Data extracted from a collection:
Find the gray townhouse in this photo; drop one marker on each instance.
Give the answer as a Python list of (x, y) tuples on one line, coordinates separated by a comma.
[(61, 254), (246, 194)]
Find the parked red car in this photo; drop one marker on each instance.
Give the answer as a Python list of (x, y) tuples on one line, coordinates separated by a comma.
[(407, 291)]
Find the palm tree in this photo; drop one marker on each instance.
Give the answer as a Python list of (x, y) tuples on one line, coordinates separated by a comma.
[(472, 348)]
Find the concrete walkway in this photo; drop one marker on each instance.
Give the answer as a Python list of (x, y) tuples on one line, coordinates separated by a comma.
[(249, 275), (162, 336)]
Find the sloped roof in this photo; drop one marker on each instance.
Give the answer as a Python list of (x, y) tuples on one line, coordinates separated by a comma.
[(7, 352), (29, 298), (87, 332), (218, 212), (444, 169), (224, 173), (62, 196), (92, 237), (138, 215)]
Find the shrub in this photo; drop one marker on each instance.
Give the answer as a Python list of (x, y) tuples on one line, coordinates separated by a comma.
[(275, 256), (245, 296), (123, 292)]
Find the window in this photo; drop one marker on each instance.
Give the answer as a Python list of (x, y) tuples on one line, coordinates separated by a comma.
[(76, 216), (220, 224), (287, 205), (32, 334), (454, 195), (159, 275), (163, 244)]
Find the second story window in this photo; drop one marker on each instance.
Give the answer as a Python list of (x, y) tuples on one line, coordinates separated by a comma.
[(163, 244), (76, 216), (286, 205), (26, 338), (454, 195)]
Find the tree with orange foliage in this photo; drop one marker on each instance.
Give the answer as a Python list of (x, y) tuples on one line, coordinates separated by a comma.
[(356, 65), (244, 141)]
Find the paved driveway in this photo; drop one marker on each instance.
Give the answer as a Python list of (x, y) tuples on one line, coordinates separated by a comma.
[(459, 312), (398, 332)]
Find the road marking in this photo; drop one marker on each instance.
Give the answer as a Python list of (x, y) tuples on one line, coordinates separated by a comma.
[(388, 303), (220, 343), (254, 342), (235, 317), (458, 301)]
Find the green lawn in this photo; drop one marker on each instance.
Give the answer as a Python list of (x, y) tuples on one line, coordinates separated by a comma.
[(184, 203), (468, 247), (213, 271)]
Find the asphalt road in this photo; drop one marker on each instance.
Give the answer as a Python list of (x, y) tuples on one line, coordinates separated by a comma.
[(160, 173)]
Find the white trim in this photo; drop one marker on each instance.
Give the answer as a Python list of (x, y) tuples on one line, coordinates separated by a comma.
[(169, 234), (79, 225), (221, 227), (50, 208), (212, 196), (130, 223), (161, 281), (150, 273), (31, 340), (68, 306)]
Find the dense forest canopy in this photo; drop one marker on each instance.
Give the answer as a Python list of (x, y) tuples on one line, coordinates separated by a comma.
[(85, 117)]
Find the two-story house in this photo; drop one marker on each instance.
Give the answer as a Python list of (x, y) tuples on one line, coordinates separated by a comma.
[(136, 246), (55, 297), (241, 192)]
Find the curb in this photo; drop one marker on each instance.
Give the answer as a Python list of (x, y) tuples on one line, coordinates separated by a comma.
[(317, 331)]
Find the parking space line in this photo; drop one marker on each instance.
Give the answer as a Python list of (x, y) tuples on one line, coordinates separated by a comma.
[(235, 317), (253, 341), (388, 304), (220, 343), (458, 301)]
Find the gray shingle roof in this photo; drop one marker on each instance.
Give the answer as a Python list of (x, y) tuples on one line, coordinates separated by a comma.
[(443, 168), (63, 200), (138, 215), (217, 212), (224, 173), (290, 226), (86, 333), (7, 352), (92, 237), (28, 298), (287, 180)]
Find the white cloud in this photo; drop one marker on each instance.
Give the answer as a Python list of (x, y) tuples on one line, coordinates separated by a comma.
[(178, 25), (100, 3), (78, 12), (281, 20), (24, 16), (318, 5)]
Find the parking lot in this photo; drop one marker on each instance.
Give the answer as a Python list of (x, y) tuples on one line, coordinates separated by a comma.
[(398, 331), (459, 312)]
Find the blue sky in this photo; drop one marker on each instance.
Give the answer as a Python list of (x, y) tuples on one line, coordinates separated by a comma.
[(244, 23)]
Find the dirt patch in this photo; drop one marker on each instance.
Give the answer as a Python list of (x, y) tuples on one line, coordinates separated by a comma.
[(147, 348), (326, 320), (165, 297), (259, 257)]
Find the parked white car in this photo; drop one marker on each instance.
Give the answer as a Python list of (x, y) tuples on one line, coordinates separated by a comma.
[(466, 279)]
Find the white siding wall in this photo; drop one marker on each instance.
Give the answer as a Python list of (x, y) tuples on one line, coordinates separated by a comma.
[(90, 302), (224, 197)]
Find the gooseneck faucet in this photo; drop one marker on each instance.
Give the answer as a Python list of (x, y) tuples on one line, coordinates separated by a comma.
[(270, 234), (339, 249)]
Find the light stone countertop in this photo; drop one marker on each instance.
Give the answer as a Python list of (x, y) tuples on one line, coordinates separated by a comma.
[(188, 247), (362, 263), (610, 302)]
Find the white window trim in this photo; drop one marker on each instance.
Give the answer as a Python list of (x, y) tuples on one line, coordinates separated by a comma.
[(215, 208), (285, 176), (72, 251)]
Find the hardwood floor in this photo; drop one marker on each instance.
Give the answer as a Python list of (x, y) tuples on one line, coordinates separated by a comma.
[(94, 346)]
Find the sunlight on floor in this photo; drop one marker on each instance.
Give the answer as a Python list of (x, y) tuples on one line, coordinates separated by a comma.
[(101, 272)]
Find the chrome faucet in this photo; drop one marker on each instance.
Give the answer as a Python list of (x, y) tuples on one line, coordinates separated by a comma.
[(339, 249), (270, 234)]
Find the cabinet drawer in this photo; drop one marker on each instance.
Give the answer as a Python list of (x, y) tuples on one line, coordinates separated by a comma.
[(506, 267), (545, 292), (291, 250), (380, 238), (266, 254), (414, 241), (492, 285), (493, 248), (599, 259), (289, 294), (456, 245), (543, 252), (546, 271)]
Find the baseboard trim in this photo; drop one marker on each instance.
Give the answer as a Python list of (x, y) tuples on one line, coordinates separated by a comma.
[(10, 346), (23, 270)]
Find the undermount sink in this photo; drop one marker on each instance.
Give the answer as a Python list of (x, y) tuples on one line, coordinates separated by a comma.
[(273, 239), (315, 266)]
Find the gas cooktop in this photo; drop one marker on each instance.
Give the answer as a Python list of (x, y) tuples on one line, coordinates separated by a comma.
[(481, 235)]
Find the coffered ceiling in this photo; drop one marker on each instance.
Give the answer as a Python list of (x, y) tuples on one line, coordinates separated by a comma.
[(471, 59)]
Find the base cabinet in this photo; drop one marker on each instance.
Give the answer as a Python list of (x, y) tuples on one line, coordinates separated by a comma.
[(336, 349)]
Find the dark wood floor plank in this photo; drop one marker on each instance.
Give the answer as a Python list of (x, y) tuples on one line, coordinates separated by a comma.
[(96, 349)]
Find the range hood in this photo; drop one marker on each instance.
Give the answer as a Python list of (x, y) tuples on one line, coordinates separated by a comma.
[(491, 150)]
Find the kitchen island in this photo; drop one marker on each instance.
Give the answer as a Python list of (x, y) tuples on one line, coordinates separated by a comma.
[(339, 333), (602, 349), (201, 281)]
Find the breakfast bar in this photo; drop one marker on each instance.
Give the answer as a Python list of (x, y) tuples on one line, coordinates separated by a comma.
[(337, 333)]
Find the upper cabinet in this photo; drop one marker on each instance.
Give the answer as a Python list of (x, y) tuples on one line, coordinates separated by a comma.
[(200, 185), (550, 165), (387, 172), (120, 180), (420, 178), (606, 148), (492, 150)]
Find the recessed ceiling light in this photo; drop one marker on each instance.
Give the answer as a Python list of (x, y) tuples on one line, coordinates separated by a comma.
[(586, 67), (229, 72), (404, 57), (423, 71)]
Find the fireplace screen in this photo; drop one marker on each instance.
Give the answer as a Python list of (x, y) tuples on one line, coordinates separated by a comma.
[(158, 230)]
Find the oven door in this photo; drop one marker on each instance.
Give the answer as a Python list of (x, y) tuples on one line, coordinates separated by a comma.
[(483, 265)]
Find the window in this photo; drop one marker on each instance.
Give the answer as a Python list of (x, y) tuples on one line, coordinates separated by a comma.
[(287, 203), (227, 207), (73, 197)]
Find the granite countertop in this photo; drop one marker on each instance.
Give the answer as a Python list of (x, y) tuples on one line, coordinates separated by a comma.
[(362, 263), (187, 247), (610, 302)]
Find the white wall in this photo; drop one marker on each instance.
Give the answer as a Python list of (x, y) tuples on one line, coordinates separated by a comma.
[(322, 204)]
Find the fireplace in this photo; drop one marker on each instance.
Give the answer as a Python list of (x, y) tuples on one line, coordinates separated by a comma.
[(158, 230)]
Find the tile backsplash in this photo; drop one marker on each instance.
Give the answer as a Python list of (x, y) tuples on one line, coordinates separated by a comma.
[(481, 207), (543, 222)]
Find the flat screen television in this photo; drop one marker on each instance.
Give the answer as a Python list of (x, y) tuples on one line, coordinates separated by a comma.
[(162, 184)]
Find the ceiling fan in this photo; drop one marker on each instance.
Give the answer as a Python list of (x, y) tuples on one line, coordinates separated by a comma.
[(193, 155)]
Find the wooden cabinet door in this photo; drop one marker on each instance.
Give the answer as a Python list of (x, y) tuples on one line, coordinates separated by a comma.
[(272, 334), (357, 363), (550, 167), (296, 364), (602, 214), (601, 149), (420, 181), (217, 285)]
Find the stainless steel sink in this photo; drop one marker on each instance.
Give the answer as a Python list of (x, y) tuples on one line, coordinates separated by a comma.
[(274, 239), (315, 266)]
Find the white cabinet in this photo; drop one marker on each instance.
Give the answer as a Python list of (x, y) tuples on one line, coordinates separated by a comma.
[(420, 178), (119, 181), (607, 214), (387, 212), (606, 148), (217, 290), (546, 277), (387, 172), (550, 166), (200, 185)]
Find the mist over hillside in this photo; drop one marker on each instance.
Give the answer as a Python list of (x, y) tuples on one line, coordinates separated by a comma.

What is expected: Throughout the data above, report every line that contains the string "cabinet".

Task answer:
Find the cabinet drawer in this photo; drop one marker on each instance.
Find the base cabinet in this photo; drop one marker on each instance.
Find the upper cabinet in this photo; drop one marker on each instance.
Find the wooden cabinet door in this photo; drop one marker on each instance.
Find the white cabinet in this photo; drop one marker on each instance.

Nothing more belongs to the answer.